**DATASET EXCERPTS**

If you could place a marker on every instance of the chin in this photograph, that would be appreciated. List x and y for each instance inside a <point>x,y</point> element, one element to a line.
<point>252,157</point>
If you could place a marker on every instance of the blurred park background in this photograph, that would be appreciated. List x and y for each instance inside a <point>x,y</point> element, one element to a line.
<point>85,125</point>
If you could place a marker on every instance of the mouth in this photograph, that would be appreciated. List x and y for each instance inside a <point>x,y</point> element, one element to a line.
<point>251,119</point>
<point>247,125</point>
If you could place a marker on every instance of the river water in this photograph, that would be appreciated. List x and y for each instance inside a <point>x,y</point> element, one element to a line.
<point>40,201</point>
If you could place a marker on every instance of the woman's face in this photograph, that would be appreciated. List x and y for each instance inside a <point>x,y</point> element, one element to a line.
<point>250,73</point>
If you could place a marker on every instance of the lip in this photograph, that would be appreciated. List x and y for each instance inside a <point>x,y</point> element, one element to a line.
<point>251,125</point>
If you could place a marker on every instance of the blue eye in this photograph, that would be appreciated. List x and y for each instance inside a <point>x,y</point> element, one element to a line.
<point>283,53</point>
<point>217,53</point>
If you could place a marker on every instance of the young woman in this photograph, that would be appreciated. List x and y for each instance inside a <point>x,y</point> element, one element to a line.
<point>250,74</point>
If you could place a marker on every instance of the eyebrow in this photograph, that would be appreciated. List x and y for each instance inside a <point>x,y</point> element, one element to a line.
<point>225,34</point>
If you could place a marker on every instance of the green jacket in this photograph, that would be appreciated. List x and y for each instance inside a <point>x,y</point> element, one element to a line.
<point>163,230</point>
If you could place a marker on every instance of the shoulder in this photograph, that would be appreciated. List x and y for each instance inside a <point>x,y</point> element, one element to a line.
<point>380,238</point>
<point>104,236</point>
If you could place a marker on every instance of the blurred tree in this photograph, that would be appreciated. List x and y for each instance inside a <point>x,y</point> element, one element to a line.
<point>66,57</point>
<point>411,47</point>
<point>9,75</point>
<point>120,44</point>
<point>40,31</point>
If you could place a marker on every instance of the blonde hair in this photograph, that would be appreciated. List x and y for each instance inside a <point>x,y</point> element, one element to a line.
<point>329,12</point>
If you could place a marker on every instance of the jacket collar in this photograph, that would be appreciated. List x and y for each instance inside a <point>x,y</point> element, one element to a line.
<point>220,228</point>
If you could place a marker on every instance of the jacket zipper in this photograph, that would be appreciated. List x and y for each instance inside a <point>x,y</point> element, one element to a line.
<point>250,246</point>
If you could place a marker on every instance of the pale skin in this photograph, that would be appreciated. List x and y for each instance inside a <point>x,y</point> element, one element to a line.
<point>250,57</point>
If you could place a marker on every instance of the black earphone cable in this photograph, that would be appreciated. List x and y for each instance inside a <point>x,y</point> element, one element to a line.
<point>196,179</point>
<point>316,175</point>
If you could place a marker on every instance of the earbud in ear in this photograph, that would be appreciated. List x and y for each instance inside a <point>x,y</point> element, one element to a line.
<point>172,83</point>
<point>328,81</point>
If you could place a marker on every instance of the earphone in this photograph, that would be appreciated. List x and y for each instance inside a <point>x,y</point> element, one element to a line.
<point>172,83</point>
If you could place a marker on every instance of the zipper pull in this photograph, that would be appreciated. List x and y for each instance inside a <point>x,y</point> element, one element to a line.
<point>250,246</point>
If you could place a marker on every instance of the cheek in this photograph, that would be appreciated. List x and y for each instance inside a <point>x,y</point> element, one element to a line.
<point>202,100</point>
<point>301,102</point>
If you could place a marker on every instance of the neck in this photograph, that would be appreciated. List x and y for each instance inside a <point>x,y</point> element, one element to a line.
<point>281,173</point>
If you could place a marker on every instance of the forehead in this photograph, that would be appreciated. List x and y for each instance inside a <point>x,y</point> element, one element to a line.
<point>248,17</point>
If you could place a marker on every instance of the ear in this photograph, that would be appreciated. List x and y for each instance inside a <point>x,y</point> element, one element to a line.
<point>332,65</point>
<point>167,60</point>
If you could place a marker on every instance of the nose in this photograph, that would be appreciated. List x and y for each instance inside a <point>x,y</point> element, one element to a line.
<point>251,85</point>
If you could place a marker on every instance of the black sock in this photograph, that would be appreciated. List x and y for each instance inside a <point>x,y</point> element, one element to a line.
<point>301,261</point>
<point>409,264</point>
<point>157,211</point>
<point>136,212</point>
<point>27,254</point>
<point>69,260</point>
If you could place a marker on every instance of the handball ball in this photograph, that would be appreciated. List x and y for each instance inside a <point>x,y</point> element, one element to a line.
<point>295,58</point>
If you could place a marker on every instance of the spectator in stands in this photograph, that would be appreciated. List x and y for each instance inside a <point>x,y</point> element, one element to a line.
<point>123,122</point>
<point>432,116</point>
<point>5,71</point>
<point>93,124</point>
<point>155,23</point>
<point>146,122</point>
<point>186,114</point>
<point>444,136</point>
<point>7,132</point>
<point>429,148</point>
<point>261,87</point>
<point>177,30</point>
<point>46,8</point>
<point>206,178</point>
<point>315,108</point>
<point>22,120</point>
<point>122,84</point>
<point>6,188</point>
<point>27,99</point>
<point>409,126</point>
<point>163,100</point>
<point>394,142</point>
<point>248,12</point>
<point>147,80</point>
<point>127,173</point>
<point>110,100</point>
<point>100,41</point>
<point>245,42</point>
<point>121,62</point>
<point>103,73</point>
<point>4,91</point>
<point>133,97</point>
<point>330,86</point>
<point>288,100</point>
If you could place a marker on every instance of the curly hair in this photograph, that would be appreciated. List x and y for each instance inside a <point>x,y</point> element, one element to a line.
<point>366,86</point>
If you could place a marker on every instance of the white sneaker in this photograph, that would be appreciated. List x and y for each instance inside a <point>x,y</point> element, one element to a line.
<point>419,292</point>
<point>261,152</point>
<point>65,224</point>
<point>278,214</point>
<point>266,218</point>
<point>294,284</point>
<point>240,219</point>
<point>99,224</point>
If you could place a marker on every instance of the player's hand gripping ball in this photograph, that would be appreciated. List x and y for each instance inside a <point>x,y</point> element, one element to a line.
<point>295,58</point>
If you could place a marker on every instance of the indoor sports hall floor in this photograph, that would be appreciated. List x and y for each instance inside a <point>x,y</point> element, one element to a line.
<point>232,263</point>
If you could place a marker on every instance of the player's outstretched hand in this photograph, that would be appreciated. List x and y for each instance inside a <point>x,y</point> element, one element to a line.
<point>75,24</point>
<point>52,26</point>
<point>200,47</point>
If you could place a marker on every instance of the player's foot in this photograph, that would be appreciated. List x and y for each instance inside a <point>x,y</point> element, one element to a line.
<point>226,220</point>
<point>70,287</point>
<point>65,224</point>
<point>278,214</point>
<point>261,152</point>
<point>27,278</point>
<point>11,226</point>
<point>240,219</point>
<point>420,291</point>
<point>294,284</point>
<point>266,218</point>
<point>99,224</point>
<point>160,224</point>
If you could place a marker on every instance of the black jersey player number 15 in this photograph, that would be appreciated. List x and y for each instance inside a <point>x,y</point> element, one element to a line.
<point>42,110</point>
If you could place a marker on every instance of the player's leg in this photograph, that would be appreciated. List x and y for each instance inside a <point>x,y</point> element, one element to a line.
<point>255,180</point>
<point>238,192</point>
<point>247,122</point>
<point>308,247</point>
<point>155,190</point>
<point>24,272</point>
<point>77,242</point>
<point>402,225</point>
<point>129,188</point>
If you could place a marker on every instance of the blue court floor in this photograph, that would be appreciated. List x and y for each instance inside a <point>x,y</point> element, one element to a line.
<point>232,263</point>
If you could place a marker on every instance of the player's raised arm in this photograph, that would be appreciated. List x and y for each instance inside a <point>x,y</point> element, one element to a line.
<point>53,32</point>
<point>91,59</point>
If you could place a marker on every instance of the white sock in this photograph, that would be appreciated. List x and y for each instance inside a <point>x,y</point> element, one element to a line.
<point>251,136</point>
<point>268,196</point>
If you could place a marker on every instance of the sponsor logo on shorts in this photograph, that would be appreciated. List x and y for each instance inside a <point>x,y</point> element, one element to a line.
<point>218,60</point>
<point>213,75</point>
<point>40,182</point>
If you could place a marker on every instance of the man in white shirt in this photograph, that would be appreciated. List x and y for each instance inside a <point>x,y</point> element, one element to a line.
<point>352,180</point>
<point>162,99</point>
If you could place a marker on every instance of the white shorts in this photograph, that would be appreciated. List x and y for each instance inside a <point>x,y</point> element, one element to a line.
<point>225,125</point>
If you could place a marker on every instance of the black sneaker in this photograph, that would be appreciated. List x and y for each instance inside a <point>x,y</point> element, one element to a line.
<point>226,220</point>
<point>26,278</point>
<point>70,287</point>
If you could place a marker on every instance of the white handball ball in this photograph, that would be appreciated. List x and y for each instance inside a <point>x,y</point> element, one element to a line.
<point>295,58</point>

**WRITTEN INSTRUCTION**
Reproduce the data above verbatim, everything from the line containing "of the forehead" down to the line containing "<point>69,260</point>", with both of those lines included.

**SOLUTION TO THIS EXERCISE**
If you could place a marker on every instance of the forehead in this photograph, that would be appreciated. List x and y for each instance inside a <point>x,y</point> element, one element to a line.
<point>248,17</point>
If you could place a marker on every instance of the ear in this photograph, that would be appreciated. List x and y for each instance inside a <point>x,y</point> element, one element to a line.
<point>332,65</point>
<point>167,60</point>
If you could place a marker on every instance of the nose in this photograph, that would be appreciated. List x and y for each instance inside a <point>x,y</point> element, one element to a line.
<point>251,85</point>
If you could place a marker on every instance of the black sock in this photograph, that would be appreciated. List x and y for each instance inside a <point>x,y</point> element, one element to a line.
<point>301,261</point>
<point>409,264</point>
<point>157,211</point>
<point>136,212</point>
<point>27,254</point>
<point>69,260</point>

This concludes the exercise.